Instructions for the task: Put every line of the records below into a JSON list of strings, one string per line, leaving out blank lines.

-- start Task data --

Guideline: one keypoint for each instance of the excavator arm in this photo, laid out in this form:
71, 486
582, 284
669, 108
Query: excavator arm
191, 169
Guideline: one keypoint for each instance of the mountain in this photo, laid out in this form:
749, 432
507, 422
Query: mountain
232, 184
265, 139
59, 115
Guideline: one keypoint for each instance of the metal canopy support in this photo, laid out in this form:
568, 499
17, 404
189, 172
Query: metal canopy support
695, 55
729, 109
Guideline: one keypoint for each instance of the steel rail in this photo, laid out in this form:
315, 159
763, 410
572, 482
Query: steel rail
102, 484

-- end Task data --

Result for this task:
[
  "Guideline: one keypoint for each instance of the excavator arm in this photo, laid out in this form:",
  "71, 486",
  "582, 284",
  "669, 108",
  "Query: excavator arm",
  "191, 169",
  "Guideline: one keypoint for each instance of the mountain in this photo, laid out in this form:",
  "749, 432",
  "507, 422",
  "Query: mountain",
  "232, 184",
  "265, 139",
  "59, 115",
  "Guideline: one keypoint for each instance of the metal canopy support in this photo, laid out in this form:",
  "568, 499",
  "17, 404",
  "189, 172",
  "Query: metal canopy support",
  "695, 55",
  "729, 109",
  "Guideline: one keypoint for each instance of the steel rail in this photo, laid out in this form:",
  "315, 159",
  "763, 410",
  "572, 482",
  "Query: steel rail",
  "102, 484"
]